*SET PROBLEM*: Reproduce the records starting at the line containing "Target: fish pectoral fin" and ending with the last of the records, substituting "coat" for every "fur" and leaving everything else unchanged.

*INPUT DATA*:
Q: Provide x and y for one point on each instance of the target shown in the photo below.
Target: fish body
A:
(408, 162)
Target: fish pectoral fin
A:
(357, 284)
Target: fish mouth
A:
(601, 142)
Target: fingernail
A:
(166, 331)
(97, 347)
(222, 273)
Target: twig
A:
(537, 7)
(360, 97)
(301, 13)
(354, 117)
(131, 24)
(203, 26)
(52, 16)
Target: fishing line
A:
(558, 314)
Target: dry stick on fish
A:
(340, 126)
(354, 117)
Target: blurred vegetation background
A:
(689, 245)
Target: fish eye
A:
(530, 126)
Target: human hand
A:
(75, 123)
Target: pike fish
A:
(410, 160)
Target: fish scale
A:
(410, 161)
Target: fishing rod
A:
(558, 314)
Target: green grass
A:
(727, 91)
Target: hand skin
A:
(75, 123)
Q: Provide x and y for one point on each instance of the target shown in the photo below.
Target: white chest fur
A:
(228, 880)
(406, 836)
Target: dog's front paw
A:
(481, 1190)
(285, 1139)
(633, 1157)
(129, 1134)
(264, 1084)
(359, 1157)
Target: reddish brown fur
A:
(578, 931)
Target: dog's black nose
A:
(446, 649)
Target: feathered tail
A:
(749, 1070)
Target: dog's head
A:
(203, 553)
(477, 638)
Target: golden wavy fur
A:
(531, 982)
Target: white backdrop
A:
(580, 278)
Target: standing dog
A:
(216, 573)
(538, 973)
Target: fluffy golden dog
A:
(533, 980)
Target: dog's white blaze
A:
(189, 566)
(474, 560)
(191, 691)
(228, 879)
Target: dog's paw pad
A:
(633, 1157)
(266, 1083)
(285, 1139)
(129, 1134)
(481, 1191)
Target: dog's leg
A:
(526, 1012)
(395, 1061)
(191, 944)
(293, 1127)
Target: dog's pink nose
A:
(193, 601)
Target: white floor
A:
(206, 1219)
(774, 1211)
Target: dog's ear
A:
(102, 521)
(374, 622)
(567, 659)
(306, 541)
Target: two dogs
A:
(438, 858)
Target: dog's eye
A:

*EXERCISE SOLUTION*:
Target: fish pectoral fin
A:
(357, 284)
Target: fish mouth
A:
(601, 142)
Target: fingernail
A:
(166, 331)
(97, 347)
(222, 273)
Target: twig
A:
(537, 7)
(360, 97)
(301, 13)
(354, 117)
(131, 24)
(203, 26)
(52, 16)
Target: fishing line
A:
(558, 314)
Target: dry stick on fish
A:
(340, 126)
(354, 117)
Target: blurred vegetation background
A:
(689, 245)
Target: fish eye
A:
(530, 126)
Target: human hand
A:
(75, 123)
Target: pike fish
A:
(410, 160)
Target: fish scale
A:
(410, 161)
Target: fishing rod
A:
(558, 314)
Target: green grass
A:
(727, 91)
Target: hand skin
A:
(75, 123)
Q: Provide x and y for one point on each instance of the target shown in the photo below.
Target: white chest coat
A:
(228, 880)
(406, 836)
Target: dog's front paw
A:
(481, 1190)
(285, 1139)
(633, 1157)
(129, 1134)
(264, 1084)
(359, 1157)
Target: reddish brown coat
A:
(578, 931)
Target: dog's black nose
A:
(446, 649)
Target: feathered tail
A:
(749, 1070)
Target: dog's head
A:
(203, 553)
(477, 638)
Target: golden wavy coat
A:
(531, 982)
Target: white backdrop
A:
(580, 278)
Target: standing dog
A:
(216, 573)
(538, 973)
Target: fluffy golden dog
A:
(533, 980)
Target: dog's white blaze
A:
(189, 566)
(474, 560)
(191, 691)
(228, 879)
Target: dog's paw pad
A:
(633, 1157)
(266, 1083)
(285, 1139)
(129, 1134)
(481, 1191)
Target: dog's leg
A:
(526, 1012)
(395, 1061)
(191, 944)
(293, 1127)
Target: dog's pink nose
A:
(193, 601)
Target: white floor
A:
(206, 1219)
(774, 1211)
Target: dog's ear
A:
(102, 521)
(374, 622)
(567, 659)
(306, 541)
Target: two dogs
A:
(438, 858)
Target: dog's eye
A:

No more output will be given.